Top of Data to process

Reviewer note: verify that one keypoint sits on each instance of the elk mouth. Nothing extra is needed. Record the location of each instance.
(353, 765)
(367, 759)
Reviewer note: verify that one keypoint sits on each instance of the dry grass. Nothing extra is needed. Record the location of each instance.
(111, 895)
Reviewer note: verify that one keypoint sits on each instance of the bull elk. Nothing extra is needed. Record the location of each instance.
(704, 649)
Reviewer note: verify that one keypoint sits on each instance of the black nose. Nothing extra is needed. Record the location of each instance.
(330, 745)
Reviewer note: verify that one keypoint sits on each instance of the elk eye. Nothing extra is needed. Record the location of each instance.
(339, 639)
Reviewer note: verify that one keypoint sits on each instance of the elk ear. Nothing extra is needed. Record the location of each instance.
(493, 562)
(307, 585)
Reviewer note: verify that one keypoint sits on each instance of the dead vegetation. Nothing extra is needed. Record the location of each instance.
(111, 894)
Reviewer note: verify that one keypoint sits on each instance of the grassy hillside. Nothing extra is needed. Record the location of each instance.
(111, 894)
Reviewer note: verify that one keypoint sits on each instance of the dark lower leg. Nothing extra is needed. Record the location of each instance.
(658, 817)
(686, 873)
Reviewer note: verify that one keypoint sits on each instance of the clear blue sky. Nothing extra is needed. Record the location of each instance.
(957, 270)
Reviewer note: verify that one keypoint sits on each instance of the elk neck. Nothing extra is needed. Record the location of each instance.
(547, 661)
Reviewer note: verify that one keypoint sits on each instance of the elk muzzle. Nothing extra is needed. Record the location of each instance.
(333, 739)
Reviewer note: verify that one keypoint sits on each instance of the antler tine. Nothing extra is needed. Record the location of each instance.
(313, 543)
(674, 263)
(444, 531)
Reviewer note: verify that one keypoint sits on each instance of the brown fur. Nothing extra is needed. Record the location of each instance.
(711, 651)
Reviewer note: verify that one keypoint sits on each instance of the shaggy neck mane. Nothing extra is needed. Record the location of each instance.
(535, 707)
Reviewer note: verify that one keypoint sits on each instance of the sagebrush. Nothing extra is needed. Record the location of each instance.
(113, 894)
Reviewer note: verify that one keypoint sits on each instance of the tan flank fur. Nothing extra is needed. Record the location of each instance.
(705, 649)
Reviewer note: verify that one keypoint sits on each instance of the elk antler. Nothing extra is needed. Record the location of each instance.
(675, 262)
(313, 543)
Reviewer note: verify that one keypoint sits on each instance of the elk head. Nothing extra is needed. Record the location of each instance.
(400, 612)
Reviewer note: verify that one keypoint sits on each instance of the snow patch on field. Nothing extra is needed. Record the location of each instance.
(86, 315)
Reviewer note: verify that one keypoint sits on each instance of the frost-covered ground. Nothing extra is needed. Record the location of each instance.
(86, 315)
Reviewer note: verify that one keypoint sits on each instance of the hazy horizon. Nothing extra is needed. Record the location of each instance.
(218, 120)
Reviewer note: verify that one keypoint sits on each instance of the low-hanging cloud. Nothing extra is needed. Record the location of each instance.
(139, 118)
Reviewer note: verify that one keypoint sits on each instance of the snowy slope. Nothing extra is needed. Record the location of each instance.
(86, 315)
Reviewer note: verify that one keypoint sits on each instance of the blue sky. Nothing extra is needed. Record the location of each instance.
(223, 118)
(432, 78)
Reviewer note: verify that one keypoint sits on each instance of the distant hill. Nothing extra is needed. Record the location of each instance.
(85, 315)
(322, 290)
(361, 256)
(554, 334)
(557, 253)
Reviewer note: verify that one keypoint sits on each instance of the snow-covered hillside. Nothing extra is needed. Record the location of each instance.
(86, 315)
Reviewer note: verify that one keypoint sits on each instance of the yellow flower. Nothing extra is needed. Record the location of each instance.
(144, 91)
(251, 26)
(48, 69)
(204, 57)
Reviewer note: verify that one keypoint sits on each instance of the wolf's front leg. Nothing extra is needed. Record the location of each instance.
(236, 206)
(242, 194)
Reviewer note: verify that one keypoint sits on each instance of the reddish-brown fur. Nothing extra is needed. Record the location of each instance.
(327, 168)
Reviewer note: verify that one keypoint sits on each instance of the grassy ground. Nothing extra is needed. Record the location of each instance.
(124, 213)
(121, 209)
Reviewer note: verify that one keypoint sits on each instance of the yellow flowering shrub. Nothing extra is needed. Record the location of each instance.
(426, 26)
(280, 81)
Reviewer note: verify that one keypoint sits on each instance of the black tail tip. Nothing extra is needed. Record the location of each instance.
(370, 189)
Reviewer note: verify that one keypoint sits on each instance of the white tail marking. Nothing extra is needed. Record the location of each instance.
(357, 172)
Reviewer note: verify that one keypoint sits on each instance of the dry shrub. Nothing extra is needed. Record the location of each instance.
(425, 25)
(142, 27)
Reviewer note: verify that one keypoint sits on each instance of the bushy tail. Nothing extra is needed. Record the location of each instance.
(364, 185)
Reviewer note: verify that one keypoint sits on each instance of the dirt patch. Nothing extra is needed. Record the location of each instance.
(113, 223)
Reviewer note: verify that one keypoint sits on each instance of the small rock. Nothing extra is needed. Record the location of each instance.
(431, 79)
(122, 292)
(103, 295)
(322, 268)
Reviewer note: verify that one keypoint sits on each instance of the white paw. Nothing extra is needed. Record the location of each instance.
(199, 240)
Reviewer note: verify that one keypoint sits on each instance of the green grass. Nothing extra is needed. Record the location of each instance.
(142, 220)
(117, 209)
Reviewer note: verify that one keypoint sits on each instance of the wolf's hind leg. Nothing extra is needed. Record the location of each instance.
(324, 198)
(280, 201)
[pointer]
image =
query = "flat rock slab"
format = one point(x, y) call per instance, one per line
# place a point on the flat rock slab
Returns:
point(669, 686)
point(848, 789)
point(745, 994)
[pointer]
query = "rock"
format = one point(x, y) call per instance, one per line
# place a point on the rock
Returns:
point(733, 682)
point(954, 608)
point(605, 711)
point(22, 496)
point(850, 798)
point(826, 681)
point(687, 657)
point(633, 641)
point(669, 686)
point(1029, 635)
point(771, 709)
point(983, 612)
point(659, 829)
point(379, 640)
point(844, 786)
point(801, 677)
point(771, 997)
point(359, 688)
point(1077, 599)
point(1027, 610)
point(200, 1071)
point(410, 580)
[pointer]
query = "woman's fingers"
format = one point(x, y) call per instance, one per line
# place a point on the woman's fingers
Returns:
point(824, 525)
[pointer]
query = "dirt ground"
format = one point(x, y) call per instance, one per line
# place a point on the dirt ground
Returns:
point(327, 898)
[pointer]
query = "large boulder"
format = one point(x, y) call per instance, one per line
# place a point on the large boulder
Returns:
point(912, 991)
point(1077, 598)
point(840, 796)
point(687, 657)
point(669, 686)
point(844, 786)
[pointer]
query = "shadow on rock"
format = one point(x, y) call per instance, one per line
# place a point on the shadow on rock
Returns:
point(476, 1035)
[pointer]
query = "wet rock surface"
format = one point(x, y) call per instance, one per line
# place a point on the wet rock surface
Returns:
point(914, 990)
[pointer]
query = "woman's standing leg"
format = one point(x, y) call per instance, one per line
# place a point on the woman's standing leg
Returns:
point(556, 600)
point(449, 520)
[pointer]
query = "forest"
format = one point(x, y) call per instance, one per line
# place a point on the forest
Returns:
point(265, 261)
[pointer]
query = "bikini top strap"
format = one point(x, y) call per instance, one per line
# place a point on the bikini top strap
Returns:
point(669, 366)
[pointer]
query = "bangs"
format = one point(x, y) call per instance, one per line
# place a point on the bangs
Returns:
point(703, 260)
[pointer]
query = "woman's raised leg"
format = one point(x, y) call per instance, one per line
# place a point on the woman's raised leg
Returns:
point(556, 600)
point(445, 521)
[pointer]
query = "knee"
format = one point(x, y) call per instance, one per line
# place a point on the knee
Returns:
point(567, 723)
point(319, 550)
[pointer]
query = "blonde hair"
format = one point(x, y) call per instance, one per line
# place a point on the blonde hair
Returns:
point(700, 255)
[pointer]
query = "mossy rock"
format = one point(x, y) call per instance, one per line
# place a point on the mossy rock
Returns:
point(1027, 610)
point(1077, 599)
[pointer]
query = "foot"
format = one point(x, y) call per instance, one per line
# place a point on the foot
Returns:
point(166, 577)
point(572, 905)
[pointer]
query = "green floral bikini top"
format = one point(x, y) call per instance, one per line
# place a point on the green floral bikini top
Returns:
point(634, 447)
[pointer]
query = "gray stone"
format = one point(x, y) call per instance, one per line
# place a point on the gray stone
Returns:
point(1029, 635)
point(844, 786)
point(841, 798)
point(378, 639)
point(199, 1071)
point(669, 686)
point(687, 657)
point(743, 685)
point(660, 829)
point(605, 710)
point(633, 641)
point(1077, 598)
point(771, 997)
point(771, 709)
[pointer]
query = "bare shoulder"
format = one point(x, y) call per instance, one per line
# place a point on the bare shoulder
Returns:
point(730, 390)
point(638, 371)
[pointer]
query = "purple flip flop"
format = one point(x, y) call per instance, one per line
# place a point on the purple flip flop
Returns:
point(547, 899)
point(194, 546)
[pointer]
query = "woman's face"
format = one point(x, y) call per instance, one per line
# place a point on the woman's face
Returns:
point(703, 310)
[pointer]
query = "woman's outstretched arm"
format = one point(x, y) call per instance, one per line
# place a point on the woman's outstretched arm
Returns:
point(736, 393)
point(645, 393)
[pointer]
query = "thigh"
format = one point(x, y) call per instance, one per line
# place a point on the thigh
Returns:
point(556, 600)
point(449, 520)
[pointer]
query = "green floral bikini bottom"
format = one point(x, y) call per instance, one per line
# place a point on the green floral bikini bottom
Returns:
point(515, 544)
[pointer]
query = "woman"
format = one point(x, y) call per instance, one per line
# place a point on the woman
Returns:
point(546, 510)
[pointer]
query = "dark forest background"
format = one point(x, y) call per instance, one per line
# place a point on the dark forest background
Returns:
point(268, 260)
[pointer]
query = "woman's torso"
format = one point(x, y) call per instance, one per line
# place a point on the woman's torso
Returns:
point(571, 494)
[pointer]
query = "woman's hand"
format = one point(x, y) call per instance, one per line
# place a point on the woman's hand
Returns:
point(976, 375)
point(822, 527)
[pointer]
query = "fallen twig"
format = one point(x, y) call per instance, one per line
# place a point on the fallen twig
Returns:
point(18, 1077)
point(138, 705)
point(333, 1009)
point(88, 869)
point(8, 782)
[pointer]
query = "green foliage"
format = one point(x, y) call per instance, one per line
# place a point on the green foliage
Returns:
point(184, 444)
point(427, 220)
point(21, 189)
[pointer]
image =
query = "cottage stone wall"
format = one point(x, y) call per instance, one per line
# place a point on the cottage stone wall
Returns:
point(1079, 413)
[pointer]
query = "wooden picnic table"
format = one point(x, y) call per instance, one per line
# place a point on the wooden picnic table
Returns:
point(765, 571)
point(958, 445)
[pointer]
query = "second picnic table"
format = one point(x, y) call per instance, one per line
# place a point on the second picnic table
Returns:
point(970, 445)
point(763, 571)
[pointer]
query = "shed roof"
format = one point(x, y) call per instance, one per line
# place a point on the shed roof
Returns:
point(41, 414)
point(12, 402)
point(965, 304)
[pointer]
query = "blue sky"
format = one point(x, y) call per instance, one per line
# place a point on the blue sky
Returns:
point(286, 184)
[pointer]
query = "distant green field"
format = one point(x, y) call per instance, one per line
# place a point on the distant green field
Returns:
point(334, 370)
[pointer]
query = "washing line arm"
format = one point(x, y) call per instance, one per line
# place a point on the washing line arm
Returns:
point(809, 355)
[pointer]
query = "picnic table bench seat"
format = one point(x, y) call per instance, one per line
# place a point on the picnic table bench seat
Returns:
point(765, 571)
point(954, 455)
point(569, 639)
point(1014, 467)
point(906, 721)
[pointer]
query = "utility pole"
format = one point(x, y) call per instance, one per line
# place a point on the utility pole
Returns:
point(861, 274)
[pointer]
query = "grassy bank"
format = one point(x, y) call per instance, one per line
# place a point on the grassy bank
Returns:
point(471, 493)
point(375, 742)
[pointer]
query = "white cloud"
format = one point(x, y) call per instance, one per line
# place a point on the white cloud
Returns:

Bottom of Data to process

## Your assignment
Wherever a line in the data above contains the word "roof", copy that line.

## Exercise solution
query = "shed roof"
# place a point on the shed roof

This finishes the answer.